GIVEN TEXT:

====================

9. COMPLIANCE WITH GOVERNMENTAL RULES AND REGULATIONS. Except as
otherwise provided herein, the Trust assumes full responsibility for
ensuring that the Trust complies with all applicable requirements of the
Securities Act of 1933, as amended (the "1933 Act"), the Securities
Exchange Act of 1934, as amended (the "1934 Act"), the 1940 Act, the
Commodity Exchange Act and any laws, rules and regulations of governmental
authorities having jurisdiction.
10. COMPENSATION. For the performance of its obligations under this
Agreement, each Fund shall pay Xxxxxx Square an administrative fee with
respect to each Fund in accordance with the fee arrangements described in
Schedule A attached hereto, as such schedule may be amended from time to
time.
11. USE OF XXXXXX SQUARE'S NAME. The Trust shall not use the name of
Xxxxxx Square or any of its affiliates in any Prospectus, SAI, sales
literature or other material relating to the Trust in a manner not approved
prior thereto in writing by Xxxxxx Square; provided, however, that Xxxxxx
Square shall approve all uses of its and its affiliates' names that merely
refer in accurate terms to their appointments hereunder or that are
required by the SEC or a state securities commission; and further provided,
that in no event shall such approval be unreasonably withheld.

====================

EXCERPTED DATA:
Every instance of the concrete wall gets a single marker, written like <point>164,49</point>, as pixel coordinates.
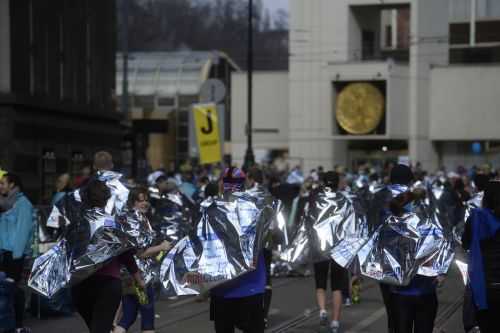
<point>456,154</point>
<point>4,46</point>
<point>464,103</point>
<point>270,112</point>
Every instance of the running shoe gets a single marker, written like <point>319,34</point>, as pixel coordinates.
<point>323,318</point>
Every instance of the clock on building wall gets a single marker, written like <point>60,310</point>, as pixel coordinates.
<point>360,108</point>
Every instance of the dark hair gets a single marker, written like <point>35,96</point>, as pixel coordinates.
<point>481,181</point>
<point>331,179</point>
<point>397,204</point>
<point>96,194</point>
<point>161,179</point>
<point>401,174</point>
<point>256,174</point>
<point>134,195</point>
<point>211,190</point>
<point>491,198</point>
<point>103,161</point>
<point>13,178</point>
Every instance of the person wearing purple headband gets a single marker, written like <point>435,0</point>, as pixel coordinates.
<point>239,303</point>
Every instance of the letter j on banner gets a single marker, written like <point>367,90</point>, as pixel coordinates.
<point>207,133</point>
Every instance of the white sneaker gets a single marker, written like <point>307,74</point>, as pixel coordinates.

====================

EXERCISE A:
Please repeat the stretch of the agreement text from "10. COMPENSATION. For" through "be unreasonably withheld.".
EXERCISE B:
List every act of legislation that the agreement text names.

FULL OUTPUT A:
10. COMPENSATION. For the performance of its obligations under this
Agreement, each Fund shall pay Xxxxxx Square an administrative fee with
respect to each Fund in accordance with the fee arrangements described in
Schedule A attached hereto, as such schedule may be amended from time to
time.
11. USE OF XXXXXX SQUARE'S NAME. The Trust shall not use the name of
Xxxxxx Square or any of its affiliates in any Prospectus, SAI, sales
literature or other material relating to the Trust in a manner not approved
prior thereto in writing by Xxxxxx Square; provided, however, that Xxxxxx
Square shall approve all uses of its and its affiliates' names that merely
refer in accurate terms to their appointments hereunder or that are
required by the SEC or a state securities commission; and further provided,
that in no event shall such approval be unreasonably withheld.

FULL OUTPUT B:
- Securities Act of 1933
- Securities Exchange Act of 1934
- 1940 Act
- Commodity Exchange Act